◆ Directions
Out of the records below, copy all lines in which the word "then" occurs.

..........

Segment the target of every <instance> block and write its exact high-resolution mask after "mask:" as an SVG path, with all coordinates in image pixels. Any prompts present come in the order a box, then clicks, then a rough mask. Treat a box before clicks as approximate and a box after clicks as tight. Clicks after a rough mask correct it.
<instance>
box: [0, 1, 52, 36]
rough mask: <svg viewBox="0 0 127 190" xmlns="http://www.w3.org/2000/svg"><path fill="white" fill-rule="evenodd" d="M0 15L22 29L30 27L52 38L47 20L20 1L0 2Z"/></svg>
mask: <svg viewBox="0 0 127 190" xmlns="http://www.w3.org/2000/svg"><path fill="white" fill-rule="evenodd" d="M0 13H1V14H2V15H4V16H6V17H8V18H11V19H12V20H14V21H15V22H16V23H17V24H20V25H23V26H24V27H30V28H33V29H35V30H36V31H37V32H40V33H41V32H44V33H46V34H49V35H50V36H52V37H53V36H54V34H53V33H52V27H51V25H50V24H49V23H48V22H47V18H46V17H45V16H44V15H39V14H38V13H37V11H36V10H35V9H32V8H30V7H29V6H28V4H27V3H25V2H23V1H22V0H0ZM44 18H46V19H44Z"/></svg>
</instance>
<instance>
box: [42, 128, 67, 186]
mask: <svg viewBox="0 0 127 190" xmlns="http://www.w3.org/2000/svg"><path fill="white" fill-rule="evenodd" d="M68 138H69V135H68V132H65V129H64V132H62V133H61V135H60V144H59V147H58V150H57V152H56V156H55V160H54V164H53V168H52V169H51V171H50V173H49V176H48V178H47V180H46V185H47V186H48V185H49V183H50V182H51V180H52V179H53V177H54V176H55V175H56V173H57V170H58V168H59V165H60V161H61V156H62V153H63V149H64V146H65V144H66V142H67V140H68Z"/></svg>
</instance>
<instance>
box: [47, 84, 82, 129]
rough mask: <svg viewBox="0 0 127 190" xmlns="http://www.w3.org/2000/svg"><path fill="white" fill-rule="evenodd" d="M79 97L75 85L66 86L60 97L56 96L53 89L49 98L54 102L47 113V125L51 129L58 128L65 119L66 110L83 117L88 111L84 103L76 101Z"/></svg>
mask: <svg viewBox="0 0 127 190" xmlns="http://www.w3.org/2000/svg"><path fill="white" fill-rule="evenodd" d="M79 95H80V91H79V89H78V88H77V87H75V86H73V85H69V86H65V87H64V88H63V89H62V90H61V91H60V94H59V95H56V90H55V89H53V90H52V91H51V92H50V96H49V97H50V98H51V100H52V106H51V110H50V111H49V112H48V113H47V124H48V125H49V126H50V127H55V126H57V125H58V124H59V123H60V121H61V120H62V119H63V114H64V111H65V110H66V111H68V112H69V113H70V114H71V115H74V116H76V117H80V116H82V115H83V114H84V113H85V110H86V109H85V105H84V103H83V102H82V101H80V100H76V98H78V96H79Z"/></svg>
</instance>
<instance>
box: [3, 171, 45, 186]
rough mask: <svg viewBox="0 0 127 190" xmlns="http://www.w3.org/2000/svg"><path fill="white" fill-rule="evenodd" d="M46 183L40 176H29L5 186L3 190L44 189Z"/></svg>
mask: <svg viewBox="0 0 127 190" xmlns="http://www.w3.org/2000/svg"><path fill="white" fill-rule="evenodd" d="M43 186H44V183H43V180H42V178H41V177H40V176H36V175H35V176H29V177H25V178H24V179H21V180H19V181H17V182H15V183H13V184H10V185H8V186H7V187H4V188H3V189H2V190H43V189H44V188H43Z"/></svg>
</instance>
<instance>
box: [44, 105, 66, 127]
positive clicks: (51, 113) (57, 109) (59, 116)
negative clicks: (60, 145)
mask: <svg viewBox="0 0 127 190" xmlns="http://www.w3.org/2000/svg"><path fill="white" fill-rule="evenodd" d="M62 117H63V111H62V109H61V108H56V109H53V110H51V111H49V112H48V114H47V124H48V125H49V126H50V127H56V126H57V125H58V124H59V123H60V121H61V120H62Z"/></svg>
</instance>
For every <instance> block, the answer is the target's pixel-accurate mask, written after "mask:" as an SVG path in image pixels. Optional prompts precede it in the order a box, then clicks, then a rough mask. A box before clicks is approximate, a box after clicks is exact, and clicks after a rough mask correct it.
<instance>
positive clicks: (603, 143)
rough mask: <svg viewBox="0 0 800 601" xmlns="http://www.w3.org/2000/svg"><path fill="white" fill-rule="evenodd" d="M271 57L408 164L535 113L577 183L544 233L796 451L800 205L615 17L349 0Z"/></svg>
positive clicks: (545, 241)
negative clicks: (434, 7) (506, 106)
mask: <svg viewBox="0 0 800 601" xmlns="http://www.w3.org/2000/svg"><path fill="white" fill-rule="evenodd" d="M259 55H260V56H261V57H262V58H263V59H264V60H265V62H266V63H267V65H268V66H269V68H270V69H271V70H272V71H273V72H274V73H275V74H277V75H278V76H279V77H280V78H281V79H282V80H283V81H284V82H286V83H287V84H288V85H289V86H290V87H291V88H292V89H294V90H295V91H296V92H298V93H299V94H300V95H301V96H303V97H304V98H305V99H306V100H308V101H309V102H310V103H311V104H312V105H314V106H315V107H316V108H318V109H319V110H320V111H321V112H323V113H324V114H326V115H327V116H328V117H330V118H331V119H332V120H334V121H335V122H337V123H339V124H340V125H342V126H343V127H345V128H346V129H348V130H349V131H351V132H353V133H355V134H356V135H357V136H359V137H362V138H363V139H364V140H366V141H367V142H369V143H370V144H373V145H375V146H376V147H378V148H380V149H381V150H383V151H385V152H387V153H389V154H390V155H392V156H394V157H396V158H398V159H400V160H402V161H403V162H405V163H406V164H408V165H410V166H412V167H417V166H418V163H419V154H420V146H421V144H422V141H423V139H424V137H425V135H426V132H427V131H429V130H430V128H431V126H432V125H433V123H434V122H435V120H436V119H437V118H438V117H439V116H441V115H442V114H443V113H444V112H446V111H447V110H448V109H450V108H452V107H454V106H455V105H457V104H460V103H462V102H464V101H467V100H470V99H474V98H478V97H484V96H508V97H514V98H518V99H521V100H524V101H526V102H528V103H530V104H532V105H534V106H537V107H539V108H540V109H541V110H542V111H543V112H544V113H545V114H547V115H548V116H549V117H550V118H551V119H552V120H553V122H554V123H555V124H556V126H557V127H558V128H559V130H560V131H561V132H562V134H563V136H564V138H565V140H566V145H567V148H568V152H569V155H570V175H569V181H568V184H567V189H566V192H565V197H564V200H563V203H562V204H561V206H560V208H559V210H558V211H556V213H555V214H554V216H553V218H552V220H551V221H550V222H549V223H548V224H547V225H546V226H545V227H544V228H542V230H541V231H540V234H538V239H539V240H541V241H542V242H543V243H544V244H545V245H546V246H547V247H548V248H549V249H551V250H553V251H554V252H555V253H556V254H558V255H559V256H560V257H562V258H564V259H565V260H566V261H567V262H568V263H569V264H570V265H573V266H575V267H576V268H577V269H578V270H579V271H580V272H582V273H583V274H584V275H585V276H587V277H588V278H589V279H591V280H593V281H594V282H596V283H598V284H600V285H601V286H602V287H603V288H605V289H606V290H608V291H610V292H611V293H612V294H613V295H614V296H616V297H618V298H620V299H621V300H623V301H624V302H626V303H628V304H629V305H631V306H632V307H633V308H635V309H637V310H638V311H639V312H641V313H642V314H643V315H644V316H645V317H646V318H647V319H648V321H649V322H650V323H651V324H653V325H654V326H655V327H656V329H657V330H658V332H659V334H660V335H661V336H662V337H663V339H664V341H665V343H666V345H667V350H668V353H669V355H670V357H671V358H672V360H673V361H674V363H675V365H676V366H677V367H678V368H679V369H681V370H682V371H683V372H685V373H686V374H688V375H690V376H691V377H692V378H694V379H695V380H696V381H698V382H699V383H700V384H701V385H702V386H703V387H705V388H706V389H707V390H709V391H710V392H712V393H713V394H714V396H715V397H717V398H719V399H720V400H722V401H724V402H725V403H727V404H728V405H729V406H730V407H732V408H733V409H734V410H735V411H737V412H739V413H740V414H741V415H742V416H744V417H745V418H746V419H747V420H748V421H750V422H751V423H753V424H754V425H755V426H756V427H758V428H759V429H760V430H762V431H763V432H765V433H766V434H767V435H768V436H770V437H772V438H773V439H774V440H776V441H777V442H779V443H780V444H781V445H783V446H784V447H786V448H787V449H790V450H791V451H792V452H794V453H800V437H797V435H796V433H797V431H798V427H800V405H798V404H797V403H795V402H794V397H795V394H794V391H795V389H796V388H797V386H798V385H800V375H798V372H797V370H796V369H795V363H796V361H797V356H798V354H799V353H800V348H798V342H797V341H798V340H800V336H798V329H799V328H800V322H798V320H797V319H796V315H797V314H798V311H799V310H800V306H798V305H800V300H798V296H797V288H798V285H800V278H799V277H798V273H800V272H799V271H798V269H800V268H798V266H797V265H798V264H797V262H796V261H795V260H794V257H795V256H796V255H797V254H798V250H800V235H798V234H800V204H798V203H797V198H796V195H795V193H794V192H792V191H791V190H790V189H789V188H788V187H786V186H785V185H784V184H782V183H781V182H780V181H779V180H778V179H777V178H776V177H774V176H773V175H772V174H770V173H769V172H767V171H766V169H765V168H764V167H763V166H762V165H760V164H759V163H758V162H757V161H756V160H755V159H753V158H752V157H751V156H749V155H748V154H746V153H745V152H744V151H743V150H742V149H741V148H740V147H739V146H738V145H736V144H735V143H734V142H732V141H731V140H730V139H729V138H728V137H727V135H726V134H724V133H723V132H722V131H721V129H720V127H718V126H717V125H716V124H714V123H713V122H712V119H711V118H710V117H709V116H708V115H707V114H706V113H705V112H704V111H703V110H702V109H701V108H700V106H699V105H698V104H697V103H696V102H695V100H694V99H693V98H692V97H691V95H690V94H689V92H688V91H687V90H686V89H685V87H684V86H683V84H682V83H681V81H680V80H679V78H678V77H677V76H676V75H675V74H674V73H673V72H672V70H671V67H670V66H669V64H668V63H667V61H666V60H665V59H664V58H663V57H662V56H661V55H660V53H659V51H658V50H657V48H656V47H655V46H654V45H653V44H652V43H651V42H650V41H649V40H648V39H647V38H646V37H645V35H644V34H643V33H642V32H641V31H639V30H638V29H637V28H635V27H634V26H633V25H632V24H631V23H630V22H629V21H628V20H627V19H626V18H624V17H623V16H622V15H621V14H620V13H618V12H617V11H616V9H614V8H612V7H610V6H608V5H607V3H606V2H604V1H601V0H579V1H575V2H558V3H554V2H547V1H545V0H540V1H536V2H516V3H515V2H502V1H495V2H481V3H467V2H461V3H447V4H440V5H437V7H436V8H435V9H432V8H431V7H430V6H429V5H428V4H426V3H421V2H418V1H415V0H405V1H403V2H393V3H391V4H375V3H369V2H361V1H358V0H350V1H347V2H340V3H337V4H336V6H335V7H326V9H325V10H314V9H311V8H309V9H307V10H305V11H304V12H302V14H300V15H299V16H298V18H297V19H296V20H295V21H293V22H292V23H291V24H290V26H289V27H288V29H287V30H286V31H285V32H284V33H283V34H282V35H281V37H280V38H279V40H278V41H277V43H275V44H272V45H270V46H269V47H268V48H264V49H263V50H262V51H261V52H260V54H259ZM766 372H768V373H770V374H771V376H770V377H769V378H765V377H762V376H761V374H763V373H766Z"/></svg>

..........

◆ Exercise output
Segment the target of every <instance> block and write its exact high-resolution mask after "mask:" as an SVG path, with all coordinates in image pixels. Any prompts present come in the order a box, then clicks, then a rough mask. Treat a box before clicks as approximate and a box after clicks as tight. Clicks after a rough mask correct it.
For every <instance> block, the answer is the target's pixel-accurate mask, written after "mask:" as an SVG path in image pixels. Optional prompts precede it in the order a box, then clicks, then a rough mask. A box before clicks is approximate, a box after clicks is exact, and clicks after a rough mask correct it.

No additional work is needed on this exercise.